Citation: SiYu Miao, HaiJiang Zhang,YuYang Tan,Ye Lin, 2021: High resolution seismic waveform migration location method and its applications to induced seismicity, Earth and Planetary Physics. http://doi.org/10.26464/epp2021056

doi: 10.26464/epp2021056

High resolution seismic waveform migration location method and its applications to induced seismicity

1 Laboratory of Seismology and Earth’s Interior; School of Earth and Space Sciences, University of Science and Technology of China, 96 Jinzhai Road, Hefei, Anhui 230026, China

2 Mengcheng National Geophysical Observatory, University of Science and Technology of China, Hefei, Anhui 230026, China

3 Key Lab of Submarine Geosciences and Prospecting Techniques MOE, Institute for Advanced Ocean Study, Ocean University of China, Qingdao 266100, China

4 Laboratory for Marine Mineral Resources, Qingdao National Laboratory for Marine Science and Technology, Qingdao 266100, China

Fund Project: This study is supported by the Natural National Science Foundation of China under the grant 41961134001 and by the National Science and Technology Major Project of China under grant 2016ZX05023004.
___
Given instruction 1:
Answer these questions from the article header:
(a) What DOI does it give?
(b) Which observatory is listed as affiliation 2?
(c) What grant number is given for the National Science and Technology Major Project of China?
The article header and the entries that follow it come from unrelated sources.

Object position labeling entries
___
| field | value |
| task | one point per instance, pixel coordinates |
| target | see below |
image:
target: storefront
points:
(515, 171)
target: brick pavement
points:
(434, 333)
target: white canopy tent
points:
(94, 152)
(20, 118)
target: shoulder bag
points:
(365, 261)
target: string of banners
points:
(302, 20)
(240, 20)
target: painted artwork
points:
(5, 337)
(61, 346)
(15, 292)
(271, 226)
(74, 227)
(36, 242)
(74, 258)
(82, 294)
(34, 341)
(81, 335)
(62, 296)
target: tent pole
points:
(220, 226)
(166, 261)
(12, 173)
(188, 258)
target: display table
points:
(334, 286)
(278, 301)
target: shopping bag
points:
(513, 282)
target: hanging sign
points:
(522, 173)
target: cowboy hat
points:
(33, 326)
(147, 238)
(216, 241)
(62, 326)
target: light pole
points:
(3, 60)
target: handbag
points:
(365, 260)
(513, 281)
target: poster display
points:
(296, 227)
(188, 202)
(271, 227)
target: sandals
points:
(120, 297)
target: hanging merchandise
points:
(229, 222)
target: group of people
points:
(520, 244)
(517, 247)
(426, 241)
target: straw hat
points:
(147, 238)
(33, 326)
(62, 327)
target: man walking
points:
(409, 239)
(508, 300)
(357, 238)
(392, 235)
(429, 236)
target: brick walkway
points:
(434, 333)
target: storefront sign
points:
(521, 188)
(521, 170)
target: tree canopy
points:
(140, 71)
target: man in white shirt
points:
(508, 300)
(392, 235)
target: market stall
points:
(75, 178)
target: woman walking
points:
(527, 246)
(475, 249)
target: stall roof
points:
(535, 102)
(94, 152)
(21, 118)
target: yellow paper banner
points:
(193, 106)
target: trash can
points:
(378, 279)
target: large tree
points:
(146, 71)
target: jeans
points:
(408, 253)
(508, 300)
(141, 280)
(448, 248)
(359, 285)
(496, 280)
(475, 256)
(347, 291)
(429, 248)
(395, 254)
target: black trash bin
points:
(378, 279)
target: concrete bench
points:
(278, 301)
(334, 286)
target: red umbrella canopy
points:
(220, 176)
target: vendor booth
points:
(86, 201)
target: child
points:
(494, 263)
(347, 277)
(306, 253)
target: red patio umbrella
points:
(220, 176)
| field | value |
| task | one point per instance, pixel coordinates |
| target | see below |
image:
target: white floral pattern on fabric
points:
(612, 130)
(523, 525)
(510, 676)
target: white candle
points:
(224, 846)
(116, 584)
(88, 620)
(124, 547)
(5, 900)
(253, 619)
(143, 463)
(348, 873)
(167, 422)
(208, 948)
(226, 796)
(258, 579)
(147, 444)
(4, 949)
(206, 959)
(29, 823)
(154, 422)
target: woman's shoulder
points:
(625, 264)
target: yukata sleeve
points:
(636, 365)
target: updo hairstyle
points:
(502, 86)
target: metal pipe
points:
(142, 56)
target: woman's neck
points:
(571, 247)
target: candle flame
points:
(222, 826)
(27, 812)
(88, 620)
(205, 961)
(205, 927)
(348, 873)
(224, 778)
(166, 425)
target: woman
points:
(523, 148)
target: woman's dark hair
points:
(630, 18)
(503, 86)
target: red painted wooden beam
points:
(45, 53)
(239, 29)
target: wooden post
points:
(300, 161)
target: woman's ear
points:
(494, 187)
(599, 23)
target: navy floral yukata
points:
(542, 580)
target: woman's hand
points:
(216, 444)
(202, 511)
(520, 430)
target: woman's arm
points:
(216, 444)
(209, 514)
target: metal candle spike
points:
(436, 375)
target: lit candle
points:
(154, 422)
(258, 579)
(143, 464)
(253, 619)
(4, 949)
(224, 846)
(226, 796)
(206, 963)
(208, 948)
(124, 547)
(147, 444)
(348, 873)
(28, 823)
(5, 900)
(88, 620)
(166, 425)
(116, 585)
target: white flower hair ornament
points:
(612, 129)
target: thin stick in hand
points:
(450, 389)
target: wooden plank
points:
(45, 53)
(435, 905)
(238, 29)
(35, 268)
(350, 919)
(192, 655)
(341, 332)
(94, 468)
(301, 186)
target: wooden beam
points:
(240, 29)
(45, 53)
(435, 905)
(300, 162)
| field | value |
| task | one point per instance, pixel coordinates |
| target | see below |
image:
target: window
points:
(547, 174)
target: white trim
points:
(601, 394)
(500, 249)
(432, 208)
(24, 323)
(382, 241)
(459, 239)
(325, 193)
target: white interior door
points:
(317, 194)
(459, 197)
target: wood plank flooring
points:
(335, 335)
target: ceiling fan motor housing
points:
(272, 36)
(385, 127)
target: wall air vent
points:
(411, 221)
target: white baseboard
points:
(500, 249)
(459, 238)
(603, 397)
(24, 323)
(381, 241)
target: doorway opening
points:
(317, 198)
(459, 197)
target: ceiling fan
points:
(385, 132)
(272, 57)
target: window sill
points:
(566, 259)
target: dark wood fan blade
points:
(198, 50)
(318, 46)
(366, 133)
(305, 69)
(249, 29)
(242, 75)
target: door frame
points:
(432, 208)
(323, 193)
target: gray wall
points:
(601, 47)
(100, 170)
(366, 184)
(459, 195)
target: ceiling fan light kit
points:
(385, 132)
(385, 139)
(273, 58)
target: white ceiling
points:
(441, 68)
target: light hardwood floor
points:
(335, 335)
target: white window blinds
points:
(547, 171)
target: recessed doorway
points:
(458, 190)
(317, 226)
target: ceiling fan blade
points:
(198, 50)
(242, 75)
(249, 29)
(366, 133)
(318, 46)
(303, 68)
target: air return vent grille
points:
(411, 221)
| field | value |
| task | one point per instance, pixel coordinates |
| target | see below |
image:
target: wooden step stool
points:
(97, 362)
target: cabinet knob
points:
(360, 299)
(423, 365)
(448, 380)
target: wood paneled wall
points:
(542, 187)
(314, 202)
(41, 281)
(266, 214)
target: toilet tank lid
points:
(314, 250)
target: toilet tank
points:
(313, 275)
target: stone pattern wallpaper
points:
___
Given instruction 2: Duplicate the entries from the line containing "target: ceiling fan light kit" through the end of the entries, including both ends.

Correct result 1:
(a) 10.26464/epp2021056
(b) Mengcheng National Geophysical Observatory
(c) 2016ZX05023004

Correct result 2:
target: ceiling fan light kit
points:
(385, 132)
(385, 139)
(273, 58)
target: white ceiling
points:
(441, 68)
target: light hardwood floor
points:
(335, 335)
target: white window blinds
points:
(547, 171)
target: recessed doorway
points:
(458, 190)
(317, 226)
target: ceiling fan blade
points:
(198, 50)
(242, 75)
(249, 29)
(366, 133)
(318, 46)
(303, 68)
target: air return vent grille
points:
(411, 221)
| field | value |
| task | one point per instance, pixel coordinates |
| target | see below |
image:
target: wooden step stool
points:
(97, 362)
target: cabinet knob
points:
(360, 299)
(423, 365)
(448, 380)
target: wood paneled wall
points:
(542, 187)
(314, 202)
(41, 281)
(266, 214)
target: toilet tank lid
points:
(314, 250)
target: toilet tank
points:
(313, 275)
target: stone pattern wallpaper
points:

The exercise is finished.